Problem
Write out everything from "The way things" down to "the BIPV market." in the article on building-integrated photovoltaics, copying it word for word.

Document excerpt
● ● ●

How photovoltaics can be integrated into the façade
Architects need to have a good understanding of how photovoltaics can be integrated into the façade to reduce the energy needs of buildings. The evolution of building-integrated photovoltaics is opening up for new ways to design the buildings we need for more sustainable cities.
The way things are going, it may not be long before everyone in our cities and towns is driving an electric car. And if that happens, the power grid will collapse. Our cities need electricity, but where will it come from?
Some will have to come from buildings – and you as an architect are responsible for reducing the energy use in the old buildings you renovate and the new buildings you design.
Building-integrated photovoltaics (BIPVs) are products with photovoltaic cells that are integrated parts of the building envelope. They provide architects with completely new possibilities to incorporate solar technology into buildings, and particularly, in the building envelope.
As sustainable buildings are high on political agendas across the world, new policies and regulations for zero energy use in new buildings are helping drive the BIPV market.
Photovoltaic modules offer forms, colors and optical structures
The variety of elegant forms, colors and optical structures of cells, glass and profiles enables creativity and a modern approach to architectural design. They can be a new kind of ornamentation. Photovoltaic modules can be incorporated into the building vertically, horizontally or at an angle.
Crystalline silicon module is the dominant solar photovoltaic technology used in BIPVs for facades, curtain walling and roofs.
BIPVs represent an attractive alternative because they reduce the area requirement and they reduce the material and infrastructure costs of the building itself. Your new buildings and renovation projects add value when they integrate photovoltaic modules, which makes every investment in this technology worthwhile.
While component costs are decreasing every year thanks to industrial investments, technology is improving every day to increase cell efficiency, the storage capacity of the batteries and the durability of the inverters.
And even if many countries have stopped providing subsidies, and if the redemption value of electricity has dropped significantly, the payback time is getting shorter and shorter.

● ● ●

[Collected data]
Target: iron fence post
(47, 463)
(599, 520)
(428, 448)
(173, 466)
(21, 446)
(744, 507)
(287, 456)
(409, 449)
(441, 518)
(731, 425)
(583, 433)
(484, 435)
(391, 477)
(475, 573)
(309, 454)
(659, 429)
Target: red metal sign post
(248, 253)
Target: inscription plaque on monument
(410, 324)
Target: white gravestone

● ● ●

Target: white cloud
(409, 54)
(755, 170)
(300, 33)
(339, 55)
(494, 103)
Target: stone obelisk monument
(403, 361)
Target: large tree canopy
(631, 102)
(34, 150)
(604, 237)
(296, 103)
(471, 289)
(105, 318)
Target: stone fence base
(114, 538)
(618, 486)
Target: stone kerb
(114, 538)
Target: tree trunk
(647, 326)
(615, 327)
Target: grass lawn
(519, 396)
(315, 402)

● ● ●

Response to the task
The way things are going, it may not be long before everyone in our cities and towns is driving an electric car. And if that happens, the power grid will collapse. Our cities need electricity, but where will it come from?
Some will have to come from buildings – and you as an architect are responsible for reducing the energy use in the old buildings you renovate and the new buildings you design.
Building-integrated photovoltaics (BIPVs) are products with photovoltaic cells that are integrated parts of the building envelope. They provide architects with completely new possibilities to incorporate solar technology into buildings, and particularly, in the building envelope.
As sustainable buildings are high on political agendas across the world, new policies and regulations for zero energy use in new buildings are helping drive the BIPV market.